Set exercise: Rewrite the material as a numbered list, starting at its first line and continuing up to and including the line containing "139L90 146L54 165L54", with blank lines omitted. Leave the pictures out of the list.

Collected data:
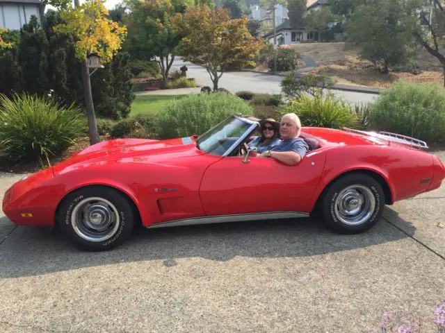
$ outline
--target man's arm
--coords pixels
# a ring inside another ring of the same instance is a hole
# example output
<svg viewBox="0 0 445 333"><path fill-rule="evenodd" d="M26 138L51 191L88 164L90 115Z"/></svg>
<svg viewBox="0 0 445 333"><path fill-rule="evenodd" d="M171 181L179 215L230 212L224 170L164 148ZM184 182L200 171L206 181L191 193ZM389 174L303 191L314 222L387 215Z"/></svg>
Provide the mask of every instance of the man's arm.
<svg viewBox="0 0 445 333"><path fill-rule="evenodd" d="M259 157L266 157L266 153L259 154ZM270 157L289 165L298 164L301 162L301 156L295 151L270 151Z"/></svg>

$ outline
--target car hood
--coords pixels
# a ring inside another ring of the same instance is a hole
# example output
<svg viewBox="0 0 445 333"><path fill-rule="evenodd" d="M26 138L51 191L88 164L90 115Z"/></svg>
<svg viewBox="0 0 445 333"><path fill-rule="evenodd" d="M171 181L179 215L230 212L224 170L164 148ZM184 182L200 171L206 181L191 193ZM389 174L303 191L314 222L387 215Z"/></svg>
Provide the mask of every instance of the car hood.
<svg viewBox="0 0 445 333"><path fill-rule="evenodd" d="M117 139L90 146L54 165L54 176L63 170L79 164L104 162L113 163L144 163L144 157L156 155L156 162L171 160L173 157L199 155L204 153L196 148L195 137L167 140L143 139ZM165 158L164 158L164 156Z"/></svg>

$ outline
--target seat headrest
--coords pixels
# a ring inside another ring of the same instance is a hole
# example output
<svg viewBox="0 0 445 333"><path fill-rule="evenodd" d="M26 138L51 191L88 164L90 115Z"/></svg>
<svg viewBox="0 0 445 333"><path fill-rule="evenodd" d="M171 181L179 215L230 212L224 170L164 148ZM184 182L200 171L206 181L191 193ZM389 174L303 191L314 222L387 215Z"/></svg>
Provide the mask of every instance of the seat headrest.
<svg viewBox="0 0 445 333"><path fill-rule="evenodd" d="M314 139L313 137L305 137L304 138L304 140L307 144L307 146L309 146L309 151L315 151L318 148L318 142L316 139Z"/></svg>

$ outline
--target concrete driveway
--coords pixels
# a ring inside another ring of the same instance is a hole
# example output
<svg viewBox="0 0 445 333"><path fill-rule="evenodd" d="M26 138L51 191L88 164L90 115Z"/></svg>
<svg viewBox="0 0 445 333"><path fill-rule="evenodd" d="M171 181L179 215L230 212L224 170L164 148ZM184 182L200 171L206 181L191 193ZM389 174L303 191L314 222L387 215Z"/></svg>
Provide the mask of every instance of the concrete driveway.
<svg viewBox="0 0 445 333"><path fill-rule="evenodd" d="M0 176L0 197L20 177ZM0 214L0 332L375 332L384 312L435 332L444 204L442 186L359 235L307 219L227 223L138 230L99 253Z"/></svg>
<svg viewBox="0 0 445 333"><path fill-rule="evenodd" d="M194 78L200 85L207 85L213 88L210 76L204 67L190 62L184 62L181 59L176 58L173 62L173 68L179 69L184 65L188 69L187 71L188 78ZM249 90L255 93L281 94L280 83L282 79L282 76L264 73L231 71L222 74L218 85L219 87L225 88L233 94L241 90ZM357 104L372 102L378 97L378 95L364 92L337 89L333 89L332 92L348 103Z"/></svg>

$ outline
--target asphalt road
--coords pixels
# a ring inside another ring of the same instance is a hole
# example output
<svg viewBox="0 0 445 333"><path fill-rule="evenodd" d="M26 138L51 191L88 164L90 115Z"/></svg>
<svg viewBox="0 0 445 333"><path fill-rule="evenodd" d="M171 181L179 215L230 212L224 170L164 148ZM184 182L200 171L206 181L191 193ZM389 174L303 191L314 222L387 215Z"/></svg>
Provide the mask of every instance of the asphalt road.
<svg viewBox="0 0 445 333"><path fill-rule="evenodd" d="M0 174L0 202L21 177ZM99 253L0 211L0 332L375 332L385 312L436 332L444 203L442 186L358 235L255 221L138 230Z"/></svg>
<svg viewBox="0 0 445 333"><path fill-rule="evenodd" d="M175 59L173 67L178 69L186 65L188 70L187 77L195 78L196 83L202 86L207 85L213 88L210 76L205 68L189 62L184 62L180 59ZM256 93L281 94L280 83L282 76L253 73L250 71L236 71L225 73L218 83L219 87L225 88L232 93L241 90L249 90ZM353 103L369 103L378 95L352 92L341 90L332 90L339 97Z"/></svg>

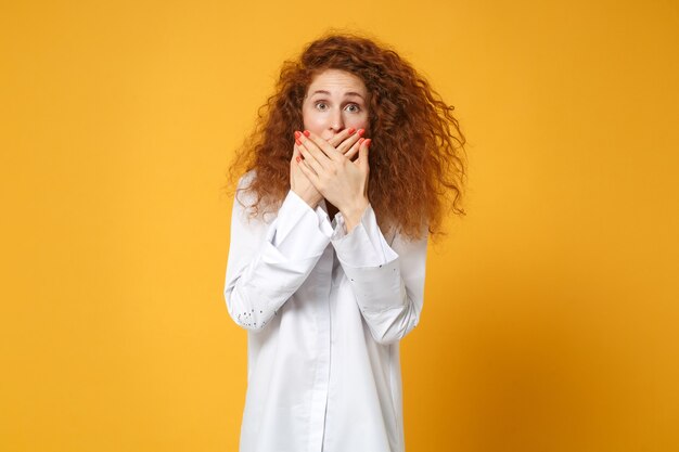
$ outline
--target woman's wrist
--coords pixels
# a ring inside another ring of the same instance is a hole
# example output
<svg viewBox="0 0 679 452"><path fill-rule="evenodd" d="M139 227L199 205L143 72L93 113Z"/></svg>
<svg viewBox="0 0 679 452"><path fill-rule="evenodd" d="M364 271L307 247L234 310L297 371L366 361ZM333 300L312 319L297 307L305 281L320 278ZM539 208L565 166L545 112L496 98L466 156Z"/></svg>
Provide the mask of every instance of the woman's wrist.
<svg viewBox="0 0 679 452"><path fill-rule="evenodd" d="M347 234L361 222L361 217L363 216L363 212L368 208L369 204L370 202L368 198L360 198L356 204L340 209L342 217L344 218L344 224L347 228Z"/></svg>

Solution for this exercise:
1. $ outline
2. --target man's arm
3. --coords pixels
4. # a ring inside another ring of the same instance is a hole
5. # example output
6. <svg viewBox="0 0 445 333"><path fill-rule="evenodd" d="M26 138L51 191L88 164L90 115Z"/></svg>
7. <svg viewBox="0 0 445 333"><path fill-rule="evenodd" d="M171 181L179 215L230 212L224 170L164 148ZM184 182L200 171L206 181L191 193ZM389 174L303 191L314 222L387 215Z"/></svg>
8. Provide the mask of every instance of the man's arm.
9. <svg viewBox="0 0 445 333"><path fill-rule="evenodd" d="M259 157L266 157L266 153L259 154ZM270 157L289 165L298 164L301 162L301 156L295 151L270 151Z"/></svg>
10. $ outline
11. --target car hood
12. --coords pixels
13. # a ring inside another ring of the same instance is a hole
14. # example output
15. <svg viewBox="0 0 445 333"><path fill-rule="evenodd" d="M26 138L51 191L88 164L90 115Z"/></svg>
16. <svg viewBox="0 0 445 333"><path fill-rule="evenodd" d="M171 181L179 215L230 212L224 170L164 148ZM184 182L200 171L206 181L191 193ZM389 174L303 191L314 222L387 215Z"/></svg>
17. Provide the mask of every instance of the car hood.
18. <svg viewBox="0 0 445 333"><path fill-rule="evenodd" d="M117 139L90 146L54 165L54 176L63 170L79 164L104 162L113 163L144 163L144 157L156 155L156 162L171 160L173 157L199 155L204 153L196 148L195 137L167 140L143 139ZM165 158L164 158L164 156Z"/></svg>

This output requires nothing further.